--- THE INPUT ---

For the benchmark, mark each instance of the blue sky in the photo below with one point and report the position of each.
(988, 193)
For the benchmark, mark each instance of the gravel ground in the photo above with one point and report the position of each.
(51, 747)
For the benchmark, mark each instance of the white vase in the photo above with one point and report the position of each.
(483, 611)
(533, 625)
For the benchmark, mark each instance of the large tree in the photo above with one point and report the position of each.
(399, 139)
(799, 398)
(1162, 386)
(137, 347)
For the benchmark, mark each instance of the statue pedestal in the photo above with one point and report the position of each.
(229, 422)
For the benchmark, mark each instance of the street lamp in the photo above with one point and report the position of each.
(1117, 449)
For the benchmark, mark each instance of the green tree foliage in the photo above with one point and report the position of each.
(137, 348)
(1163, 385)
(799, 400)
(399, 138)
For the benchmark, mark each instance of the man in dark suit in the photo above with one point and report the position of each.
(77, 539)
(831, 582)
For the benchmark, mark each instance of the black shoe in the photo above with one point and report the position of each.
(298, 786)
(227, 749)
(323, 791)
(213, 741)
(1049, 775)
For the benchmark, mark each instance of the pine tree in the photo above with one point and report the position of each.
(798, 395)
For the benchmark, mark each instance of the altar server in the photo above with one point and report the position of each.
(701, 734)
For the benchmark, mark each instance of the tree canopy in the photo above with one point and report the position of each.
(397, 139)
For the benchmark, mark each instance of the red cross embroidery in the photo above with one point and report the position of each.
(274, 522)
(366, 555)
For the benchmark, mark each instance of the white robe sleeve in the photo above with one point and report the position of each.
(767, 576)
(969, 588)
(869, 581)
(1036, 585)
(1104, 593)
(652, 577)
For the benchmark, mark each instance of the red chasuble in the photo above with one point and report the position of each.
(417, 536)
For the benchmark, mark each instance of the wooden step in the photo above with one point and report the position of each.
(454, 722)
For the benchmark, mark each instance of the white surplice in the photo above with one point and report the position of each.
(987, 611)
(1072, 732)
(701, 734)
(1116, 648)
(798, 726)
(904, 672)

---

Can you turn all the rows above into a JSON list of strings, one string per line, leaving out any blank lines?

_SOLUTION FOR THIS PROBLEM_.
[
  "For the benchmark, mark each instance of the blue sky in the photo below with one point and report the position of each.",
  "(988, 193)",
  "For the benchmark, mark each instance of the gravel ground in the photo above with one point and report the position of each.",
  "(51, 747)",
  "For the benchmark, mark each instance of the white vase in the photo above with one point and report the position of each.",
  "(483, 611)",
  "(533, 625)",
  "For the benchmark, mark each instance of the large tree in the photo above with one point and report the position of each.",
  "(399, 139)",
  "(799, 398)",
  "(1162, 386)",
  "(137, 347)",
  "For the benchmark, mark each instance of the statue pedestal in the photo above with one point and report the position of each.",
  "(229, 422)",
  "For the benchmark, mark each instance of the street lamp in the photo above with one point and report the position of each.",
  "(1117, 449)",
  "For the benchmark, mark each instance of the green tree foliage in the photo above with one point and report the position of each.",
  "(137, 348)",
  "(1163, 385)",
  "(799, 400)",
  "(399, 138)",
  "For the benchmark, mark each instance of the man in dark suit in the photo above with one point and report the position of each.",
  "(77, 539)",
  "(831, 582)",
  "For the benchmark, mark each instance of the black shoe in the photo above with one point and report the position of each.",
  "(298, 786)",
  "(227, 749)",
  "(323, 791)",
  "(213, 741)",
  "(1049, 775)",
  "For the benchmark, mark each instance of the pine tree in the photo above with one point and report the position of each.",
  "(798, 395)",
  "For the benchmark, mark each instance of the altar server in the photo above with one point and report the position of each.",
  "(701, 734)",
  "For the benchmark, mark each instance of the tree canopy in the photo above with one point and report the position of each.",
  "(397, 139)",
  "For the benchmark, mark each instance of the red cross embroidery in the photo above with one point and report the position of each.",
  "(274, 522)",
  "(366, 555)",
  "For the benchmark, mark each instance of the white robe sleeve in the photo above with one point and report the position of each.",
  "(767, 576)",
  "(969, 588)",
  "(869, 581)",
  "(1036, 585)",
  "(1104, 593)",
  "(652, 577)",
  "For the benchmark, mark each instance of the red chasuble in the photo above with one point and report the position of each.",
  "(417, 536)",
  "For the benchmark, mark each instance of the wooden step in the photo above with one point and report the position of each.",
  "(454, 722)",
  "For the benchmark, mark each instance of the white surplice in the photo above with one point and report the position of each.",
  "(987, 611)",
  "(1072, 732)",
  "(701, 734)",
  "(1116, 648)",
  "(798, 726)",
  "(904, 672)"
]